[Working data — start]

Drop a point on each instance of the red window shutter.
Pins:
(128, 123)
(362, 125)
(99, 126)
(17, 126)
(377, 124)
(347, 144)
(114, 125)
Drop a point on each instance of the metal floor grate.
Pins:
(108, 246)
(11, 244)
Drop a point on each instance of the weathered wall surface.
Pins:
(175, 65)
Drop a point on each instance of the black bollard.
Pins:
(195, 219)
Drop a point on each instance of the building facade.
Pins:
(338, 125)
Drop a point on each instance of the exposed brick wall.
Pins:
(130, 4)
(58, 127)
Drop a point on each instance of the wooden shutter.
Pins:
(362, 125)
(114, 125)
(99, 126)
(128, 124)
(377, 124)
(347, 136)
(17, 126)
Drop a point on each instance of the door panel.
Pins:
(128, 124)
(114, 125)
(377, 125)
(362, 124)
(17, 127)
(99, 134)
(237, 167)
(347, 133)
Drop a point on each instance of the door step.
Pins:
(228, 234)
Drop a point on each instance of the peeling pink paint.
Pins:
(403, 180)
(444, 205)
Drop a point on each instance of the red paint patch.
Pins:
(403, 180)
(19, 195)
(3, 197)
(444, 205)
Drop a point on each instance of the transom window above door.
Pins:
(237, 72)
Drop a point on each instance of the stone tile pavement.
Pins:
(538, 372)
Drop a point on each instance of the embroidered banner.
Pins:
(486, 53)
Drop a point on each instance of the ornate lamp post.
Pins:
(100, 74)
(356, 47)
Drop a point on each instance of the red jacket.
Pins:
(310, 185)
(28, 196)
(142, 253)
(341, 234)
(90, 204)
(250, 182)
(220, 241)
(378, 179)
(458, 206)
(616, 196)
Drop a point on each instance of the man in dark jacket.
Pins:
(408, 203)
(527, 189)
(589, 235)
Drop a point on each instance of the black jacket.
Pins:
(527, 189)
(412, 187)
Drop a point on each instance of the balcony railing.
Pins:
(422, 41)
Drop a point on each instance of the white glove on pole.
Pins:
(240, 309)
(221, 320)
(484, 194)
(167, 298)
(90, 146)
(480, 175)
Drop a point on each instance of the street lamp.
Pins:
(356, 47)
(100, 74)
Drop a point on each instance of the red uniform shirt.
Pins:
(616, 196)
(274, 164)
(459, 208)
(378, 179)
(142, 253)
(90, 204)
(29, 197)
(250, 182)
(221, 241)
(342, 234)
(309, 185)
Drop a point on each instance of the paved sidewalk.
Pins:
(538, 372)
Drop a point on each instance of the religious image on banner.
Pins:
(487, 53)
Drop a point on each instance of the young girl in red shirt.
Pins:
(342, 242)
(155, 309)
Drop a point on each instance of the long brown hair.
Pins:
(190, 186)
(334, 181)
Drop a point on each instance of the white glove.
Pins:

[Working data — finish]

What is being asked ->
Word for word, write out each of the records above.

Response below ->
Drop a point on each instance of the red window shutter.
Pins:
(128, 123)
(362, 125)
(99, 126)
(17, 126)
(377, 124)
(347, 144)
(114, 125)
Drop a point on each instance of the metal floor grate.
Pins:
(108, 246)
(11, 244)
Drop a point on each instance of the weathered wall surface.
Pins:
(175, 65)
Drop a point on each instance of the black bollard.
Pins:
(195, 219)
Drop a point on each instance of the building facade.
Pins:
(338, 125)
Drop a point on each instance of the exposed brick wall.
Pins:
(130, 4)
(58, 127)
Drop a point on each instance of the wooden shutter.
Pins:
(362, 125)
(114, 125)
(99, 126)
(128, 124)
(377, 124)
(347, 136)
(17, 126)
Drop a point on each instance of the door panel.
Pins:
(128, 124)
(114, 125)
(377, 125)
(362, 124)
(17, 127)
(99, 134)
(237, 167)
(347, 133)
Drop a point on each instance of the door step.
Pins:
(228, 234)
Drop a point on each instance of the peeling pink paint.
Pins:
(403, 180)
(444, 205)
Drop a point on each instance of the red paint patch.
Pins:
(403, 180)
(19, 195)
(3, 197)
(444, 205)
Drop a point on each instance of the transom window above door.
Pins:
(237, 72)
Drop a point on each instance of the stone tile pavement.
Pins:
(538, 372)
Drop a point on each instance of the embroidered banner.
Pins:
(486, 53)
Drop a point on each instance of the ornate lamp post.
Pins:
(100, 74)
(356, 47)
Drop a point on each instance of the red jacket.
Pins:
(310, 185)
(28, 196)
(142, 253)
(341, 234)
(90, 204)
(250, 182)
(220, 241)
(378, 179)
(458, 206)
(616, 196)
Drop a point on each instance of the man in dark jacket.
Pins:
(408, 203)
(527, 189)
(589, 235)
Drop a point on each instance of the black jacket.
Pins:
(527, 189)
(412, 187)
Drop a point on each instance of the balcony railing.
Pins:
(422, 41)
Drop a point on each instance of the white glove on pole.
Pins:
(240, 309)
(221, 320)
(484, 194)
(167, 298)
(90, 146)
(480, 175)
Drop a point on each instance of the street lamp.
Pins:
(356, 47)
(100, 74)
Drop a point on each instance of the red uniform shirt.
Pins:
(616, 196)
(274, 164)
(459, 208)
(378, 179)
(142, 253)
(90, 204)
(29, 197)
(250, 182)
(221, 241)
(342, 234)
(309, 185)
Drop a point on each instance of the paved sidewalk.
Pins:
(538, 372)
Drop a point on each instance of the religious image on banner.
Pins:
(487, 53)
Drop a point on each instance of the young girl in red shirt.
Pins:
(342, 242)
(155, 309)
Drop a point on each instance of the long brown hair.
Pins:
(190, 186)
(334, 181)
Drop a point on each instance of the white glove.
Pins:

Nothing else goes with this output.